### DOCUMENT TEXT:
• • • • •

Posted by dh...@apache.org.
PackageUtil: preserve classpath ordering when uploading

Also add a test


Project: http://git-wip-us.apache.org/repos/asf/beam/repo
Commit: http://git-wip-us.apache.org/repos/asf/beam/commit/b0b91c84
Tree: http://git-wip-us.apache.org/repos/asf/beam/tree/b0b91c84
Diff: http://git-wip-us.apache.org/repos/asf/beam/diff/b0b91c84

Branch: refs/heads/master
Commit: b0b91c842e09aa7fdb5c1dc216574daa43b437ea
Parents: 23e2b91
Author: Dan Halperin <dh...@google.com>
Authored: Wed Jan 25 22:15:59 2017 -0800
Committer: Dan Halperin <dh...@google.com>
Committed: Wed Jan 25 22:16:22 2017 -0800

----------------------------------------------------------------------
 .../beam/runners/dataflow/util/PackageUtil.java | 11 +++++---
 .../runners/dataflow/util/PackageUtilTest.java  | 27 ++++++++++++++++++++
 2 files changed, 35 insertions(+), 3 deletions(-)

• • • • •

### INFORMATION PROVIDED:

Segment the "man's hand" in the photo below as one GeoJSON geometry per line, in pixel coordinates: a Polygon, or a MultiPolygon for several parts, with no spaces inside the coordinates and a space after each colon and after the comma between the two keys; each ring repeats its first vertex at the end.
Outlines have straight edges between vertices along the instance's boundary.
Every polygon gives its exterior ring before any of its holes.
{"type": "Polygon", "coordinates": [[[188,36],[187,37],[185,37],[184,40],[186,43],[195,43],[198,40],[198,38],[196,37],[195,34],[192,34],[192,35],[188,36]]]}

• • • • •

### THE TASKS:
1. In the PackageUtil commit notice, which branch received the change?
2. Continue the PackageUtil commit notice from the point where it ends.

### SOLVED TASKS:
1. refs/heads/master

2.
----------------------------------------------------------------------


http://git-wip-us.apache.org/repos/asf/beam/blob/b0b91c84/runners/google-cloud-dataflow-java/src/main/java/org/apache/beam/runners/dataflow/util/PackageUtil.java
----------------------------------------------------------------------
diff --git a/runners/google-cloud-dataflow-java/src/main/java/org/apache/beam/runners/dataflow/util/PackageUtil.java b/runners/google-cloud-dataflow-java/src/main/java/org/apache/beam/runners/dataflow/util/PackageUtil.java
index fa8c94d..685d48c 100644
--- a/runners/google-cloud-dataflow-java/src/main/java/org/apache/beam/runners/dataflow/util/PackageUtil.java
+++ b/runners/google-cloud-dataflow-java/src/main/java/org/apache/beam/runners/dataflow/util/PackageUtil.java
@@ -297,16 +297,21 @@ class PackageUtil {
     // Inline a copy here because the inner code returns an immutable list and we want to mutate it.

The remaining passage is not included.